| PROBLÈMES ET EXERCICES |
[a] Pourriez-vous résumer en deux phrases le texte sur les données et la pandémie ?
[b] Comment réécrire le passage du texte sur les données qui s'ouvre sur les mots contenant "Des nouvelles alliances" et se termine par "et de la connaissance.", en renommant "agents computationnels" en "systèmes informatiques" ?
[c] Dans le texte sur les données, quel est le nom du centre de recherche présenté par Salvatore Iaconesi et Oriana Persico ?

| TEXTE FOURNI |

Des chiffres et des courbes
Irene Faveroprésidente de Réseau culture 21
Depuis mars 2020 nos vies se sont mises au rythme des bulletins « de guerre » quotidiens. Nous nous sommes retrouvé·es à la merci de chiffres et de courbes interprétables et interprétées différemment par des expert·es et moins expert·es, qui ont justifié des stratégies d’action pas toujours claires ou comprises.
Les données ont fait, avec cette pandémie, une entrée fracassante dans nos vies. Elles en ont pris le contrôle. Que les données soient des outils pour convaincre, qu’elles viennent appuyer des arguments sous prétexte de leur objectivité et de leur caractère scientifique : tout ceci n’est pas nouveau. Mais jamais le besoin d’une autre approche aux données qui (in)forment nos vies ne s’est fait sentir avec autant d’urgence.
Les données sont des artefacts culturels. Elles sont désormais intrinsèquement connectées à ce qu’on fait et pense, à nos imaginaires et désirs. Loin de relever de la technique et de la technologie, elles nous parlent de nous, de notre culture, de notre façon d’être ensemble, de notre psychologie individuelle et collective. C’est une matière sensible qui impacte notre dimension psychologique, relationnelle, sociale et environnementale.
De nouvelles alliances et de nouveaux processus de création des connaissances partagées sont indispensables pour dépasser l’approche extractive à l’œuvre en matière de données comme dans de nombreux autres domaines tels que le travail ou le rapport que nous entretenons avec l’environnement. Il s’agit alors de fonder une approche existentielle aux données s’opposant à l’approche extractive.
C’est ce que les artistes Salvatore Iaconesi et Oriana Persico nous invitent à faire. En présentant leur centre de recherche HER : She Loves Data, il et elle imaginent une nouvelle cosmologie dans laquelle les êtres humains ne seraient qu’une partie d’un réseau dynamique d’acteur·ices plus vaste, composé d’être humains, non-humains, d’agents computationnels, animaux et acteurs complexes comme bois, forêts, mers, pouvant tous avoir une personnalité juridique reconnue.
« Dans cette cosmologie, les données et la computation jouent un rôle essentiel. Compte tenu du caractère globalisé de notre monde, nos sens ne sont plus suffisants pour saisir ce qui nous entoure, et qui ne peut être compris qu’à travers d’énormes quantités et qualités de données. Seul les agents computationnels peuvent avoir affaire à une telle masse de données. Dans cette nouvelle façon d’“habiter” notre monde et notre temps, nous avons besoin de nouvelles sensibilités pour porter ces nouvelles dimensions de la connaissance dans le domaine du sensible. »
Des nouvelles alliances avec données, agents computationnels, chercheur·ses, êtres humains et environnement seront nécessaires pour fonder nos nouvelles institutions de recherche et de création de la connaissance. Cette révolution culturelle que nous appelons de nos vœux, cette nouvelle façon d’habiter notre monde et notre temps ne peut pas faire l’économie d’une approche en « communs » des données et de la connaissance.
Lecture
Salvatore Iaconesi, « Fisica, Chimica, Biologia ed Ecologia del Nuovo Abitare », La Cura ai tempi del Coronavirus #6, Operaviva, 26/08/2020.

| INFORMATIONS FOURNIES |
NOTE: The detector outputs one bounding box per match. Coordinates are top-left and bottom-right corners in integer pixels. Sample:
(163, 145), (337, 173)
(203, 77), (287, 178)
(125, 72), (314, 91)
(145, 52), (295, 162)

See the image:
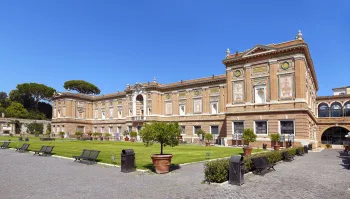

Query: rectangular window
(193, 126), (201, 135)
(62, 107), (66, 117)
(210, 102), (219, 114)
(94, 109), (98, 119)
(180, 126), (186, 135)
(165, 102), (173, 115)
(193, 99), (202, 113)
(102, 111), (106, 120)
(233, 122), (244, 134)
(255, 121), (267, 134)
(254, 86), (266, 104)
(280, 121), (294, 135)
(179, 104), (186, 115)
(210, 126), (219, 135)
(109, 108), (113, 118)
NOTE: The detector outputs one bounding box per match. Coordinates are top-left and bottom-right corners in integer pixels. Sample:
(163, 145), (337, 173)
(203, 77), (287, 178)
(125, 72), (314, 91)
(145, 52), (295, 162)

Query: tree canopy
(5, 102), (29, 118)
(63, 80), (101, 95)
(140, 122), (181, 154)
(16, 83), (56, 109)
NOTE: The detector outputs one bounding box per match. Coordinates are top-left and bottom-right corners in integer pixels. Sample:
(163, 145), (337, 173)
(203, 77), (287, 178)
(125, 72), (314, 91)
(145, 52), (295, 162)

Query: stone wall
(0, 118), (51, 135)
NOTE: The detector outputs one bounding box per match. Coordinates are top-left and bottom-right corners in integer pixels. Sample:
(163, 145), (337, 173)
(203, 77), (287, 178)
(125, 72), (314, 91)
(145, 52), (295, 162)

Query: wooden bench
(252, 157), (275, 174)
(282, 151), (294, 162)
(34, 146), (54, 155)
(73, 149), (100, 162)
(296, 149), (304, 156)
(40, 138), (55, 141)
(0, 142), (11, 149)
(16, 144), (29, 153)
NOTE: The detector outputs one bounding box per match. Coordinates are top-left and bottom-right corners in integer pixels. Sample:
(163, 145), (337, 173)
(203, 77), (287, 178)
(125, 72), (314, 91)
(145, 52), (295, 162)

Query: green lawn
(0, 136), (257, 169)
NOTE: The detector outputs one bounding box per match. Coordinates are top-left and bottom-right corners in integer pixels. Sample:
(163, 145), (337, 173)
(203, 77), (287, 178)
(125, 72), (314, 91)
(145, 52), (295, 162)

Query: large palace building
(52, 31), (350, 147)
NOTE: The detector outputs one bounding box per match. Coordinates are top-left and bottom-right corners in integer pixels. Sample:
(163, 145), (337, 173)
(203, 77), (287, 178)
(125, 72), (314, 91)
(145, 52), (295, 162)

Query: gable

| CORRIGÉ DES EXERCICES |
[a] Depuis mars 2020, la pandémie a fait entrer les données de façon fracassante dans nos vies, et jamais le besoin d'une autre approche de ces artefacts culturels qui nous parlent de nous ne s'est fait sentir avec autant d'urgence. À la suite des artistes Salvatore Iaconesi et Oriana Persico, le texte appelle à dépasser l'approche extractive par de nouvelles alliances et par une approche en « communs » des données et de la connaissance.

[b]
Des nouvelles alliances avec données, systèmes informatiques, chercheur·ses, êtres humains et environnement seront nécessaires pour fonder nos nouvelles institutions de recherche et de création de la connaissance. Cette révolution culturelle que nous appelons de nos vœux, cette nouvelle façon d’habiter notre monde et notre temps ne peut pas faire l’économie d’une approche en « communs » des données et de la connaissance.

[c] HER : She Loves Data.